**Aim of the exercise**
Write out, please, the line containing "Please pick out the grass" together with all lines after it, up to and including the last one, with no other output.

|---|

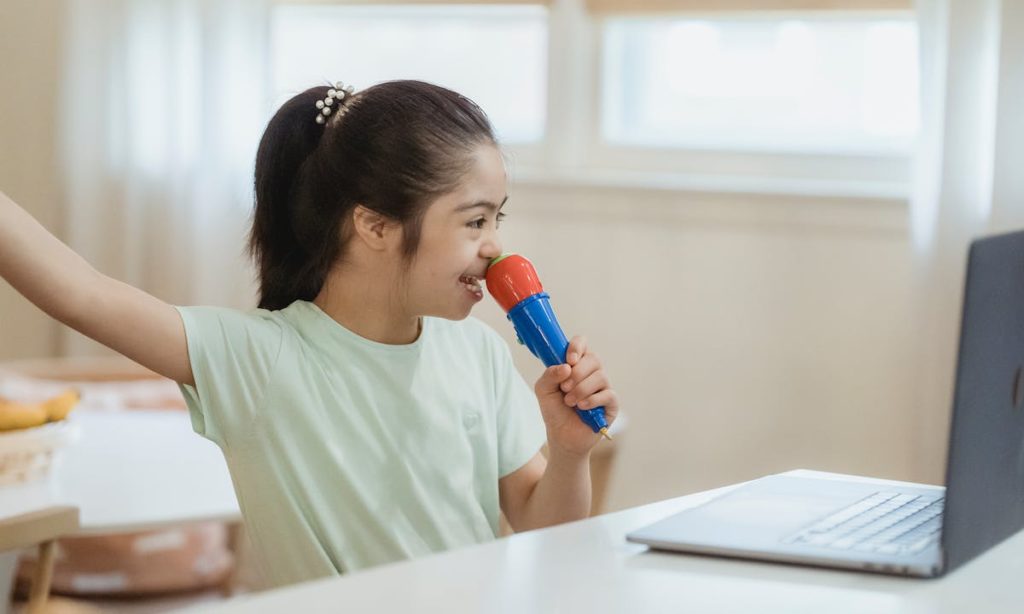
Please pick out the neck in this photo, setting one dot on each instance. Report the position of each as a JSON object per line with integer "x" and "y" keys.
{"x": 363, "y": 304}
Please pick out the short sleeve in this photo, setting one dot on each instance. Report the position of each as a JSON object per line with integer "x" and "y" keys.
{"x": 520, "y": 427}
{"x": 232, "y": 354}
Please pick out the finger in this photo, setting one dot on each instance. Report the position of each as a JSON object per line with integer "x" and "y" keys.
{"x": 551, "y": 378}
{"x": 577, "y": 349}
{"x": 605, "y": 398}
{"x": 593, "y": 384}
{"x": 589, "y": 364}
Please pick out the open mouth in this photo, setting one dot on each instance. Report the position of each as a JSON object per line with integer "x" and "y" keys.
{"x": 472, "y": 284}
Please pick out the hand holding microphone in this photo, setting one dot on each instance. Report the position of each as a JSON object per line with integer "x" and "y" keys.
{"x": 513, "y": 282}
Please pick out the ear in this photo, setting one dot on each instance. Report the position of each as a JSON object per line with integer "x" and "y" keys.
{"x": 376, "y": 230}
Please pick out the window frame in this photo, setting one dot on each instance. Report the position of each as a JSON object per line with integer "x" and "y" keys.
{"x": 573, "y": 150}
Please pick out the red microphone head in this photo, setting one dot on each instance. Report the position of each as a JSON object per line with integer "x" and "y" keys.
{"x": 511, "y": 278}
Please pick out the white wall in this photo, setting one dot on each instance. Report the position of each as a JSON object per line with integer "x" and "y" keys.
{"x": 744, "y": 334}
{"x": 30, "y": 97}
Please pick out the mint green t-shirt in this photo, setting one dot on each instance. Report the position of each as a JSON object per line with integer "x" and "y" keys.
{"x": 345, "y": 452}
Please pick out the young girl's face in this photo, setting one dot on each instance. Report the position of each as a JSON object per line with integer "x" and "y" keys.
{"x": 459, "y": 239}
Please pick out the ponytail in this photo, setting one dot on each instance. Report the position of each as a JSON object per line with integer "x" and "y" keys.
{"x": 287, "y": 268}
{"x": 398, "y": 145}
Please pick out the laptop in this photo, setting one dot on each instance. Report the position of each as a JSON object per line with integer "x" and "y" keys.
{"x": 919, "y": 530}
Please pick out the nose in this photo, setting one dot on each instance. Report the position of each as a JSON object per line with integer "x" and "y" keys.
{"x": 492, "y": 248}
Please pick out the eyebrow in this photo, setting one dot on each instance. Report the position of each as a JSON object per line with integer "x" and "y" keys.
{"x": 486, "y": 204}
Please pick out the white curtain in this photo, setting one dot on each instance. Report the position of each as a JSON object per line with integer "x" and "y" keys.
{"x": 969, "y": 180}
{"x": 163, "y": 103}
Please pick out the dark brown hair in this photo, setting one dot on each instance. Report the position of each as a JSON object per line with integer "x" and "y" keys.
{"x": 398, "y": 145}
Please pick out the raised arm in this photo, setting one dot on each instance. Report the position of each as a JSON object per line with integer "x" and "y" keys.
{"x": 66, "y": 287}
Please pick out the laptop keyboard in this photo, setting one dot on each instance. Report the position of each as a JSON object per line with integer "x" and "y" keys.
{"x": 890, "y": 523}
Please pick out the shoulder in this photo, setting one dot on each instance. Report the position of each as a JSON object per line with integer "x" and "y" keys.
{"x": 469, "y": 329}
{"x": 227, "y": 316}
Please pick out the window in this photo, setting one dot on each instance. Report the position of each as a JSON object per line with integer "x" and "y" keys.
{"x": 494, "y": 54}
{"x": 820, "y": 84}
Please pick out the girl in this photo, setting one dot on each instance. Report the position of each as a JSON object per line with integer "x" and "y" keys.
{"x": 365, "y": 418}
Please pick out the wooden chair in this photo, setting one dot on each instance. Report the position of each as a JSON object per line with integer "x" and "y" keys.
{"x": 40, "y": 528}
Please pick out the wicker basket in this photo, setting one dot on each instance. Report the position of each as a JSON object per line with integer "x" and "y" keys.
{"x": 27, "y": 454}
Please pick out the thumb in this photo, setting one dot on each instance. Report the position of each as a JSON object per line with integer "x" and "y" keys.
{"x": 550, "y": 380}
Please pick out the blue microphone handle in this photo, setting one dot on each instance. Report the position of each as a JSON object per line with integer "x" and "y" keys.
{"x": 538, "y": 329}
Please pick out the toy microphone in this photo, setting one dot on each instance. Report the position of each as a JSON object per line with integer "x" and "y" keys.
{"x": 513, "y": 281}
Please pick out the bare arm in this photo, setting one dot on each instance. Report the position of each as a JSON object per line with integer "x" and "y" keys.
{"x": 66, "y": 287}
{"x": 543, "y": 493}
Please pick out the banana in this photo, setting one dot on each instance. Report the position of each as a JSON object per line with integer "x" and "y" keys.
{"x": 15, "y": 415}
{"x": 19, "y": 415}
{"x": 57, "y": 407}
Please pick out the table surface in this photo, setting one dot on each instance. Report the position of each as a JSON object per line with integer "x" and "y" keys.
{"x": 132, "y": 471}
{"x": 589, "y": 567}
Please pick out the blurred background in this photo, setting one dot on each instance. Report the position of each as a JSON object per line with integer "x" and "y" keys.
{"x": 757, "y": 211}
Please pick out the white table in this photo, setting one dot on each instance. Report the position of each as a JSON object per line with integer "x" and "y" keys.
{"x": 129, "y": 471}
{"x": 132, "y": 471}
{"x": 589, "y": 567}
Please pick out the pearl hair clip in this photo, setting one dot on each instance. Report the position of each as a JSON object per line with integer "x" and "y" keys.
{"x": 339, "y": 92}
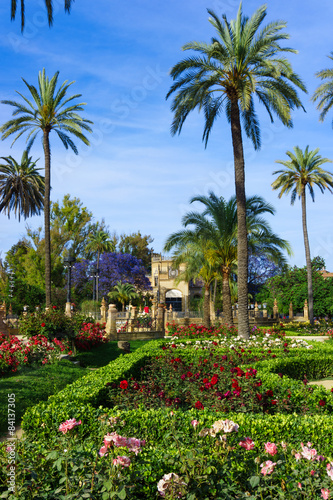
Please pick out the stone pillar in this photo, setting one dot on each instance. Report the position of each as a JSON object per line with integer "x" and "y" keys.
{"x": 306, "y": 311}
{"x": 111, "y": 326}
{"x": 153, "y": 308}
{"x": 103, "y": 311}
{"x": 3, "y": 326}
{"x": 275, "y": 310}
{"x": 68, "y": 310}
{"x": 160, "y": 318}
{"x": 291, "y": 311}
{"x": 256, "y": 310}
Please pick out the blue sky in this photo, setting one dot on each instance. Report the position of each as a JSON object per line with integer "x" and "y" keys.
{"x": 135, "y": 175}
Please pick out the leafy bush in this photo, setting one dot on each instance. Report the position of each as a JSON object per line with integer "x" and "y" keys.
{"x": 89, "y": 336}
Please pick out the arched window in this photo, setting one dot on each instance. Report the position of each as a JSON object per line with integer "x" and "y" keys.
{"x": 174, "y": 297}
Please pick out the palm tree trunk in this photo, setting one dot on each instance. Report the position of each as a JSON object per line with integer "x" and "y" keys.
{"x": 227, "y": 309}
{"x": 307, "y": 256}
{"x": 242, "y": 251}
{"x": 47, "y": 154}
{"x": 206, "y": 319}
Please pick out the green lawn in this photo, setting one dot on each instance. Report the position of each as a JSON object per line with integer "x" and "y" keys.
{"x": 31, "y": 385}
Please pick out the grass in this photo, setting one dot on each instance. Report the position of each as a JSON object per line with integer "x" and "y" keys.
{"x": 33, "y": 384}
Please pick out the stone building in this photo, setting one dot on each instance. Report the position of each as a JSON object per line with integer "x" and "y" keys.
{"x": 166, "y": 291}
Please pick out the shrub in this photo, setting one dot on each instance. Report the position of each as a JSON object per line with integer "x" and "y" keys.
{"x": 89, "y": 336}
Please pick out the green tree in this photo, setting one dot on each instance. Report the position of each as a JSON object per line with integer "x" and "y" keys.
{"x": 137, "y": 245}
{"x": 123, "y": 292}
{"x": 324, "y": 93}
{"x": 217, "y": 224}
{"x": 303, "y": 170}
{"x": 50, "y": 109}
{"x": 291, "y": 285}
{"x": 244, "y": 60}
{"x": 21, "y": 187}
{"x": 48, "y": 5}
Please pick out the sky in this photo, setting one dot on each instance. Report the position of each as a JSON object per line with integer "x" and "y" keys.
{"x": 135, "y": 175}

|---|

**Finished task**
Please pick out the grass in this photo, setting one dot on each instance. Report the position of each as a JSON object per line with integer "x" and "y" keys.
{"x": 33, "y": 384}
Please pick out the stone building in this photo, setting one dot on each instance. Report the position of each as a JSON object per line with integer "x" and "y" keys.
{"x": 166, "y": 291}
Please pick out the shrub in this photo, setting one dot on each instance. Report the position of each as a JSON object per line with integer "x" and "y" keys.
{"x": 89, "y": 336}
Please pick out the green tree in this photo, setting one dot on each instance. Report the position of each as a JSON object per line with integer "x" and "y" keys.
{"x": 137, "y": 245}
{"x": 123, "y": 292}
{"x": 324, "y": 93}
{"x": 217, "y": 224}
{"x": 303, "y": 170}
{"x": 50, "y": 109}
{"x": 291, "y": 285}
{"x": 244, "y": 60}
{"x": 21, "y": 187}
{"x": 48, "y": 5}
Please pick out the sky in this photo, setting one dot on each instance. Report the position of each as a JSON object per line with integer "x" and "y" keys.
{"x": 135, "y": 175}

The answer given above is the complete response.